## [EXERCISE]
Count the lines in the items below that contain the string "post", and reply with that number only.
++++++++++++++++++++
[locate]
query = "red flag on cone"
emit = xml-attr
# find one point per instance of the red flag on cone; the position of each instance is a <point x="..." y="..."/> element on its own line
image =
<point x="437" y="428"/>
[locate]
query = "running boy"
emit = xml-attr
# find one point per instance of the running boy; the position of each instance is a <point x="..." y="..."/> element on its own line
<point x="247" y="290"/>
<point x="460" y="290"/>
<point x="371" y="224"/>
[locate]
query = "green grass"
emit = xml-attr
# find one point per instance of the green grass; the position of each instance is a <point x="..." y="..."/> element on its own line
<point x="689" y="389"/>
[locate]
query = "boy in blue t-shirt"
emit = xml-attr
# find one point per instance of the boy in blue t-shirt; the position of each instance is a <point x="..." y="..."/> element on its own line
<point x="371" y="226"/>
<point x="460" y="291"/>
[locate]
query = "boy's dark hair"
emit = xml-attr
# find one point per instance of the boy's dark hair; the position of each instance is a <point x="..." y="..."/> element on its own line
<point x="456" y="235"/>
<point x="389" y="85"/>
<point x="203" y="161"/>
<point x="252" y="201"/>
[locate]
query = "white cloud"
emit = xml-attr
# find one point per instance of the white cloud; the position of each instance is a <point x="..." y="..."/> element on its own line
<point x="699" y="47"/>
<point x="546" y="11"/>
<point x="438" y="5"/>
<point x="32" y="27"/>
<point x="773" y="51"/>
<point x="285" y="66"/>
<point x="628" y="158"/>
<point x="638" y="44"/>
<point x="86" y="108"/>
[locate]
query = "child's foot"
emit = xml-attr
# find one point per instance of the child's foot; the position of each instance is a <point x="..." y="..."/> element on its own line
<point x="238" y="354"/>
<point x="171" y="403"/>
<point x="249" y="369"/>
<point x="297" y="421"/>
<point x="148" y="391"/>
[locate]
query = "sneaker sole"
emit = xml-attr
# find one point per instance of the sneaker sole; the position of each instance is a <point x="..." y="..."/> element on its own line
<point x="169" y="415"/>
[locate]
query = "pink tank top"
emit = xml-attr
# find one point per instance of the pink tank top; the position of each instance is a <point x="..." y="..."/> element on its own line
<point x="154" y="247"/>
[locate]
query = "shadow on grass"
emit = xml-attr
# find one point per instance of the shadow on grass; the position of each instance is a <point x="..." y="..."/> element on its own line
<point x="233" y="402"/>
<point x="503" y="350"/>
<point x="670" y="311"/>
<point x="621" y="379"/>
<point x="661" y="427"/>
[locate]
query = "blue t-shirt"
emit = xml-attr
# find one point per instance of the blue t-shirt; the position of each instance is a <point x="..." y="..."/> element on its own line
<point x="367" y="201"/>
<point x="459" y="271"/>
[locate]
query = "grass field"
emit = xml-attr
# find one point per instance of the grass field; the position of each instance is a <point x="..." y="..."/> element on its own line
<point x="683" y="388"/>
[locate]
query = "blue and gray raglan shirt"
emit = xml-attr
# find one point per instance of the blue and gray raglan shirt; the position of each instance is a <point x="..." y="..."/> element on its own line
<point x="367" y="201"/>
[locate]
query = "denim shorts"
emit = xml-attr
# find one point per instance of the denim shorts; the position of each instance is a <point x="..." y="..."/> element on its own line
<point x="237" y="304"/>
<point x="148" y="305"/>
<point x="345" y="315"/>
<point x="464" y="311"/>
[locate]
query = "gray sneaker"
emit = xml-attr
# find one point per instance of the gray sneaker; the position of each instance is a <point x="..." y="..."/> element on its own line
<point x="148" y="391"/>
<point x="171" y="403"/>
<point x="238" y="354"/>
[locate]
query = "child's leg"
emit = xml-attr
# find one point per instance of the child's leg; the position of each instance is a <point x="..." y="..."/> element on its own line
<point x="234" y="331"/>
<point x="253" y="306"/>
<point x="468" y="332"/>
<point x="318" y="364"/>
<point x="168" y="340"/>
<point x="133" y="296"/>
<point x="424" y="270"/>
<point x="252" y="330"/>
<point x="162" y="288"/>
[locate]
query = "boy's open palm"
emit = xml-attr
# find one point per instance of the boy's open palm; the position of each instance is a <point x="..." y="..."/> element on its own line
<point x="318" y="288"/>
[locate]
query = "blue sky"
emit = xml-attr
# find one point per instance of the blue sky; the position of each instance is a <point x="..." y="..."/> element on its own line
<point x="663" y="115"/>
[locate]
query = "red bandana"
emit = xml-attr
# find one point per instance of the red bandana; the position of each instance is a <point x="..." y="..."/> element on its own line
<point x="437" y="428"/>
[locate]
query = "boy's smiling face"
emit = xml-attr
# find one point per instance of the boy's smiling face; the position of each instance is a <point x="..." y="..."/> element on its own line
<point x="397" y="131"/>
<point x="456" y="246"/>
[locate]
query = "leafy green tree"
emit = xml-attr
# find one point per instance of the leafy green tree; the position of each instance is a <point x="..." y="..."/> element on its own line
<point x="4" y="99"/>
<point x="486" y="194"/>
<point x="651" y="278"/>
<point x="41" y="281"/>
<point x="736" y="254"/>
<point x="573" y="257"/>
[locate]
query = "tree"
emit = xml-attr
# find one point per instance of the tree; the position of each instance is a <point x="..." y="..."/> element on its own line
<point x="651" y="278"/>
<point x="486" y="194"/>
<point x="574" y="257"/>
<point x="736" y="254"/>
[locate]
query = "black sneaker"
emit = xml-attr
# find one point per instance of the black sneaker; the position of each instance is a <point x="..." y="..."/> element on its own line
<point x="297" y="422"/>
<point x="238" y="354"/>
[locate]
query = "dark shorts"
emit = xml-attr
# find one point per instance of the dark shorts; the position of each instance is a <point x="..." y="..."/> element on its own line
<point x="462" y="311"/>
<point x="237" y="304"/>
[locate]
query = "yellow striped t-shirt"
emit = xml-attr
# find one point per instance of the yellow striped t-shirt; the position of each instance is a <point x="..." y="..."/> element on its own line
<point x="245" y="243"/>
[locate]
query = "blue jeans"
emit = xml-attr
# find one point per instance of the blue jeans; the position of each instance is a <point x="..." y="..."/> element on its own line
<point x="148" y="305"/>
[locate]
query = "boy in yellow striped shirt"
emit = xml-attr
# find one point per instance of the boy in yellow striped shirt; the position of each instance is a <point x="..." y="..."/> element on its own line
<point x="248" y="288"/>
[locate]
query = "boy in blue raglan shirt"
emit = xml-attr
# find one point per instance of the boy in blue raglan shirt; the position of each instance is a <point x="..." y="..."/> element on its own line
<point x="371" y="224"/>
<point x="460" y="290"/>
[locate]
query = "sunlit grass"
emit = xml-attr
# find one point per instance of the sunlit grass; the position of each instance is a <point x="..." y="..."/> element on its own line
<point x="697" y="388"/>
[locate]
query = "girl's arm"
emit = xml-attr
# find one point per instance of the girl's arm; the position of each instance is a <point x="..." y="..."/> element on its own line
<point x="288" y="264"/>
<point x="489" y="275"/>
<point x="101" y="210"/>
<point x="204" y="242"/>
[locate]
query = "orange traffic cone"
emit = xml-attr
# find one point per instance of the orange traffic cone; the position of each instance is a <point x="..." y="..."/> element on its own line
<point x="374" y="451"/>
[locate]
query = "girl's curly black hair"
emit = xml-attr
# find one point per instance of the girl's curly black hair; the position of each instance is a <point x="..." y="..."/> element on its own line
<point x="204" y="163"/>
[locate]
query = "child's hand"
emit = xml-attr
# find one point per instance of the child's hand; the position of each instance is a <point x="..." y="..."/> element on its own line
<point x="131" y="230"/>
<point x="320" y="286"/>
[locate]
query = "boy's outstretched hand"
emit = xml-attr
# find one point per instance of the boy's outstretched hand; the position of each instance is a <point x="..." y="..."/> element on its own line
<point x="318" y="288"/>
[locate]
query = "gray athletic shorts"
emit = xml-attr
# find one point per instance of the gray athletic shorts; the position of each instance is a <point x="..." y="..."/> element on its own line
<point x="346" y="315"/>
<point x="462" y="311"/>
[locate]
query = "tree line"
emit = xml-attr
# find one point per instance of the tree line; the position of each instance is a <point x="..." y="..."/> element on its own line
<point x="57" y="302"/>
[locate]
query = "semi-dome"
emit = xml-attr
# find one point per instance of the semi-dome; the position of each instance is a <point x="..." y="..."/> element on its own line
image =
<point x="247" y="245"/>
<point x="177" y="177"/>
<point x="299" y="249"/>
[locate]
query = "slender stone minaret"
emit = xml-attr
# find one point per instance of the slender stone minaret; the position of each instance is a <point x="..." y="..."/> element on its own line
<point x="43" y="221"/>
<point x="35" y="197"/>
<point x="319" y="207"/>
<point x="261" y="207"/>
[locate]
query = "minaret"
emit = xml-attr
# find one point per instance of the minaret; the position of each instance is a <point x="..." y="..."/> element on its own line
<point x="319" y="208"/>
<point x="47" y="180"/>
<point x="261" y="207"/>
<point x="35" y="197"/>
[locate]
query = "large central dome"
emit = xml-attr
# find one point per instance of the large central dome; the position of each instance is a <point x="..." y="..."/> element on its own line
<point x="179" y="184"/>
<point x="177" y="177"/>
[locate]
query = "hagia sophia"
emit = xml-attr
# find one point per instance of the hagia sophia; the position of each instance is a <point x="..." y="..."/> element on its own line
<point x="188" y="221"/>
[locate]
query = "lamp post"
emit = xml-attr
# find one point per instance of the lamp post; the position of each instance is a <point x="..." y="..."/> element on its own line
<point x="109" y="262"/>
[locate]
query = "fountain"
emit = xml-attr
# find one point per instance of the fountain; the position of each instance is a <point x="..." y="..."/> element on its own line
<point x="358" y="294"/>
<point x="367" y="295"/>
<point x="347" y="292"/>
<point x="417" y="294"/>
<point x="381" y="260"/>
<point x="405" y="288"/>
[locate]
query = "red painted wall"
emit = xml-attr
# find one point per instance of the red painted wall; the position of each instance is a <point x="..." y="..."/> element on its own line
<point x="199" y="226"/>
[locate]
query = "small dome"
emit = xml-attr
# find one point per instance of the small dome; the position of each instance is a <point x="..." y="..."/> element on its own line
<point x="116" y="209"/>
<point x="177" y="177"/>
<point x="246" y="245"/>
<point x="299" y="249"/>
++++++++++++++++++++
## [COMPLETED EXERCISE]
2